- Source document
▬▬▬▬▬▬

Monday 30 April 2012

Pen and Paper Preferred

I guess I’m a little old school in regards to writing. I hate to draft anything using a computer. I think a pen and paper let me keep a certain degree of personality in my writing by allowing me to structure it exactly as I please, without margins, double-spacing, and colourful lines under certain words just to prove my incompetence when it comes to spelling. I also can’t go past the satisfaction of obliterating, through paper-shredding scribble, that sentence which I decided wasn’t going to gel with the rest of my essay.



I certainly have a passion for writing, not to be confused with writing flair. I make no claims to be a brilliant writer, I’m mediocre at best, but I have found immense value in the sense of escapism that comes with constructing a piece of text on a subject I’m passionate about. I have certainly found this feeling of passion with the recent completion of my first essay in almost six years! It was on the subject of aged care for gay man and lesbians. A subject I am particularly interested in, having worked and volunteered in ageing and disability support services. I found particular satisfaction in criticising an area that I work in which is only now beginning to recognise the specific needs of a minority so often overlooked. I was so incredibly unaware that the services I may need to utilise one day are almost non-existent. Now I am not trying to illuminate this issue just because I’ve been given the platform to do so, I am simply trying to illustrate the ease with which I have been able to fully immerse myself in this particular writing assignment thanks almost solely to the assistance provided by the Pinnacle Foundation. I am not under any stresses to find funding or support for my university life. My writing process was completely absent of any distractions and I was able to put all of myself into the task at hand.

Although I have had a constant stream of assignments since beginning my studies, I am relatively relaxed in my approach to them and I have Pinnacle to thank. 

By Steven Walker

Friday 27 April 2012

Expectations can be a dangerous thing

For my first blog post, allow me to introduce myself. My name is Nathan Li. I’m 6’0” and 154 lbs. I’m a 21 years old undergraduate Arts/Law student at Sydney University. Oh and I’m gay.

But you expected that right?



Expectations. We all know what that word means. Semantically at least. At Christmas we expect presents. When our pet goldfish dies we’re expected to be sad. When a lady is pregnant, she is said to be expecting. Expectations mean that something is supposed to be.

But expectations mean something quite different in the context of a person’s identity. Expectations may start to become a form of prejudice, especially in the form of “oh but you’re supposed to…” conform to some expectation of theirs.

Luckily (perhaps), I escape with little more than accusations about a gay man’s sexual promiscuity. I now take in good humour when a straight guy assumes that I “I want a piece of [him]”. He’s not homophobic! (says he). After all, he shows his tolerance by allowing me to “look, but don’t touch”. How awfully generous. But there are those in our LGBT community who are confronted with much more offensive expectations about their sexual or gender identities.

And these expectations confront LGBT youth from a very early age. As a child we’re expected to be a good boy or a good girl. Maybe we’re expected to play sport (I was expected to learn maths and play the piano, neither of which I accomplished). Later we are told we’re expected to bring home a nice person of the opposite sex for our parents’ approval before we marry him or her so that we can bear grandchildren for our ageing mother. And we risk disappointing those expectations. Well, I’ve disappointed my mother on three accounts already. I only hope that she’ll realise I won’t necessarily disappoint her on the fourth!

▬▬▬▬▬▬

Outline annotation rows
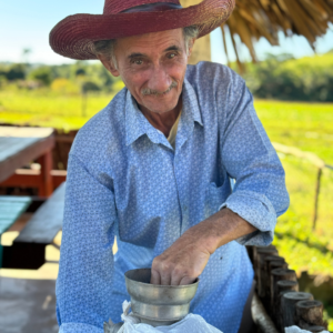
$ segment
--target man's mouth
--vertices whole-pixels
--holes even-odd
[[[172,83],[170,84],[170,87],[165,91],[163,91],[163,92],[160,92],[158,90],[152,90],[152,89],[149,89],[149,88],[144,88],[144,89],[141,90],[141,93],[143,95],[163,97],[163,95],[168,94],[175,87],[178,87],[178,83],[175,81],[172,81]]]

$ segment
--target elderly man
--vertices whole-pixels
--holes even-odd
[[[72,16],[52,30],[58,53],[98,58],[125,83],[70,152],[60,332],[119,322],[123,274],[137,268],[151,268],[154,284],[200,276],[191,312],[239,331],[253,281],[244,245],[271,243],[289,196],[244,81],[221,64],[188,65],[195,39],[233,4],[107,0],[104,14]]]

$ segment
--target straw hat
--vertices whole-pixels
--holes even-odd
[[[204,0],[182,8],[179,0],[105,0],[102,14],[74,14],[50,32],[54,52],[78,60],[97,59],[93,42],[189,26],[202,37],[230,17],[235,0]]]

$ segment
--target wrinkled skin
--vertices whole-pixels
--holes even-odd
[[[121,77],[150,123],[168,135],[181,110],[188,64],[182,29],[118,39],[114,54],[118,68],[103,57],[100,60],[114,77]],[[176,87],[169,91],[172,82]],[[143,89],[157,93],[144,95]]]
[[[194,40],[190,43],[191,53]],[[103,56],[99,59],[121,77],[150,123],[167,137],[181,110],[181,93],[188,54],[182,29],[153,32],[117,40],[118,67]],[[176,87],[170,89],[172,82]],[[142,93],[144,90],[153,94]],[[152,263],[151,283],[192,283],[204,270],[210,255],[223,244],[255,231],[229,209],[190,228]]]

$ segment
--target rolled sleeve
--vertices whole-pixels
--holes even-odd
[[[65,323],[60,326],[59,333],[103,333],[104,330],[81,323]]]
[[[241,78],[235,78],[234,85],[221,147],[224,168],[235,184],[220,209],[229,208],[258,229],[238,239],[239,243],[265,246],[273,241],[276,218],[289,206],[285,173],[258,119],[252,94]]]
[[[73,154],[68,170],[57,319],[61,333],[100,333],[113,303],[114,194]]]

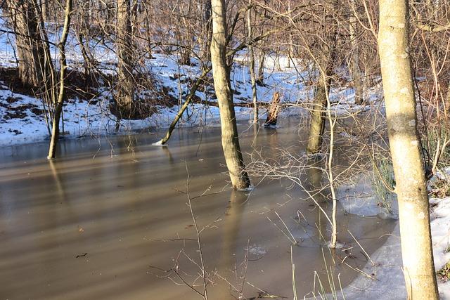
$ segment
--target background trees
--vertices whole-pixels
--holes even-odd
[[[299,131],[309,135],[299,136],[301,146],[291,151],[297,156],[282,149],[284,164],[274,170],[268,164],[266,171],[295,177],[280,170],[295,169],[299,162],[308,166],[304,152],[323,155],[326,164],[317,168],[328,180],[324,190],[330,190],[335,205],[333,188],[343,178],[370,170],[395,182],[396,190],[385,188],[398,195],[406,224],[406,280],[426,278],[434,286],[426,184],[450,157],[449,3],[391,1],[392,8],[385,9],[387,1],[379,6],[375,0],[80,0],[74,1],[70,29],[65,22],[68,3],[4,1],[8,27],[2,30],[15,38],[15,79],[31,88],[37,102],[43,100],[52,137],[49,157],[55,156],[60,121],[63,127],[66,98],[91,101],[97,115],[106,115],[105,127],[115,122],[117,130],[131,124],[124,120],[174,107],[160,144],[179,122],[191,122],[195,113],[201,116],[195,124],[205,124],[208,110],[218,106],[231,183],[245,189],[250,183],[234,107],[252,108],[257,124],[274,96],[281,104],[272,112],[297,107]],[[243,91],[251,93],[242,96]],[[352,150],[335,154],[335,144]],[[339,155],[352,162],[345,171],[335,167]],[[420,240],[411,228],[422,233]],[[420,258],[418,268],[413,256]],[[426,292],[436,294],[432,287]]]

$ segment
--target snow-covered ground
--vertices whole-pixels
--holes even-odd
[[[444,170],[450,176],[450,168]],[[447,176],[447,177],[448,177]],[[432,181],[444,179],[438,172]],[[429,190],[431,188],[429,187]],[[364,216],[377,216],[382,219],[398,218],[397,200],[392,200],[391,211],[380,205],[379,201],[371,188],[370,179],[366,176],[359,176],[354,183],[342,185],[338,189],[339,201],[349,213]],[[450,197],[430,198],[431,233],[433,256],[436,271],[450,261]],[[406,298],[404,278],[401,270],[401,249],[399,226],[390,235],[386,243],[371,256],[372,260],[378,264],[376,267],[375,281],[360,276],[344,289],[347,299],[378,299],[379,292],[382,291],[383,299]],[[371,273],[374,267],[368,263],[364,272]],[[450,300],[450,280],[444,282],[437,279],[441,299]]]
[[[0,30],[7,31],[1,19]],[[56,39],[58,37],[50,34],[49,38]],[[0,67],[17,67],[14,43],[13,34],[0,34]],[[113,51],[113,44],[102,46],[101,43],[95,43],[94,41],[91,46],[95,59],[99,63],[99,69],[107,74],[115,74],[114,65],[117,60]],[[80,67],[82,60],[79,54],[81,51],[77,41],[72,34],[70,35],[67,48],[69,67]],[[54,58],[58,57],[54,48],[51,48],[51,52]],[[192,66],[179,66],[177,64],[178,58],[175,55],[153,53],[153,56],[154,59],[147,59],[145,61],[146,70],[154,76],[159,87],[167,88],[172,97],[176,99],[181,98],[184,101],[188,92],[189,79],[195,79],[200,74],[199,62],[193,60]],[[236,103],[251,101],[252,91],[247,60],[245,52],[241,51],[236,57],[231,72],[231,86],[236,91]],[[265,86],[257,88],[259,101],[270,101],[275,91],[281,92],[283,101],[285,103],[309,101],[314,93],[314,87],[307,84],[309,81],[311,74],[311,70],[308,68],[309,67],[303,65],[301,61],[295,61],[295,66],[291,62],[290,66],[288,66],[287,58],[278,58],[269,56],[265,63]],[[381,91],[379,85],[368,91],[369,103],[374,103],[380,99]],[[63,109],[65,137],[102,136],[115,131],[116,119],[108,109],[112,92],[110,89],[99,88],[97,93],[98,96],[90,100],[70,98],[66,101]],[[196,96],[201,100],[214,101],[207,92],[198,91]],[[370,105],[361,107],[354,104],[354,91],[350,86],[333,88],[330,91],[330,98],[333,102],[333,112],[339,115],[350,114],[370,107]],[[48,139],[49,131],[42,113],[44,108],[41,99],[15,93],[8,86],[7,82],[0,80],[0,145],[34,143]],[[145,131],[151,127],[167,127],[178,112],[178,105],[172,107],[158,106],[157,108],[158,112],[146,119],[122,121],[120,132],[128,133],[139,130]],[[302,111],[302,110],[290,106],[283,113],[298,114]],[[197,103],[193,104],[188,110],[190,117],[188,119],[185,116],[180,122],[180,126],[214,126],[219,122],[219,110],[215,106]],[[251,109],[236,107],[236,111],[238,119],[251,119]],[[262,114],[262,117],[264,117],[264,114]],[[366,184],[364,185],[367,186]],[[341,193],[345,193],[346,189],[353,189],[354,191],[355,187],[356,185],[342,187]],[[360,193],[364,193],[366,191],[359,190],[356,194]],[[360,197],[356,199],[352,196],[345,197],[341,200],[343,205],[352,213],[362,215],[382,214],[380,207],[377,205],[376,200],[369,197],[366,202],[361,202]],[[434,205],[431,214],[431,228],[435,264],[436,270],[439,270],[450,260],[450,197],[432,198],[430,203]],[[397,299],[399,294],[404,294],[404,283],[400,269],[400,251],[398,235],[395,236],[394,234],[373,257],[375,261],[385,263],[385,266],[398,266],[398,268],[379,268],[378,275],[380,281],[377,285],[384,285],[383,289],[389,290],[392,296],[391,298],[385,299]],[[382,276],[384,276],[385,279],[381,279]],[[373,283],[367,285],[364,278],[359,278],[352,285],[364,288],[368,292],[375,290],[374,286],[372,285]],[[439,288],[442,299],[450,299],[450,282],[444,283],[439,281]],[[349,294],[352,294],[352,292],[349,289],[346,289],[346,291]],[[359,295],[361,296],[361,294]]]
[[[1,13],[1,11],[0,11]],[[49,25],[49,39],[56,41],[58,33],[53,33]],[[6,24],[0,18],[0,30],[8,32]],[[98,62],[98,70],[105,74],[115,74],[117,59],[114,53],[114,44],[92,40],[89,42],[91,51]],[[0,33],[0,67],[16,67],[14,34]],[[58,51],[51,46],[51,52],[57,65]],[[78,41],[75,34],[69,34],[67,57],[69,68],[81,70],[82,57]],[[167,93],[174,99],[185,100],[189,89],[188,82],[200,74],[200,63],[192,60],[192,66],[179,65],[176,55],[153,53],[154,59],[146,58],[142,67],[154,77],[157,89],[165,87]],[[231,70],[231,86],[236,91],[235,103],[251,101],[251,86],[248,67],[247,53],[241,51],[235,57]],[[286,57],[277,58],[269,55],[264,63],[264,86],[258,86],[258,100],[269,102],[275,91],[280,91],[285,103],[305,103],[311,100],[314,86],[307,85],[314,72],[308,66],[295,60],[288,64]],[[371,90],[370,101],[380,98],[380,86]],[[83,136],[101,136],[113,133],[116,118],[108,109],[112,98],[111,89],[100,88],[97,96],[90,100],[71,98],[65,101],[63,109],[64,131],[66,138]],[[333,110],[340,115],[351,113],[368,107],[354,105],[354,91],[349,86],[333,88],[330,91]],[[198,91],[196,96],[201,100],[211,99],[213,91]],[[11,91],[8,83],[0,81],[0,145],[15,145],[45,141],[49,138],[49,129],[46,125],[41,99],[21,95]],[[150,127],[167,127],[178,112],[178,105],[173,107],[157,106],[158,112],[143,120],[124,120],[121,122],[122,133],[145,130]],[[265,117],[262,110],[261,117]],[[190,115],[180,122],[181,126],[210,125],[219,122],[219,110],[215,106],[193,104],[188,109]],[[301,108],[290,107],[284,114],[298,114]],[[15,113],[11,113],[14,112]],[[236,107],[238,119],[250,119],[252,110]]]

▬▬▬▬▬▬

- What you will do
**A)** According to the first of the blog posts, what are the things that writing with pen and paper lets the writer do without? List them.
**B)** Count the lines of the rows that contain the string "target", with case counting. Give only the number.
The blog posts have no connection to the rows.

- The responses
**A)** Margins, double-spacing, and colourful lines under certain words.

**B)** 7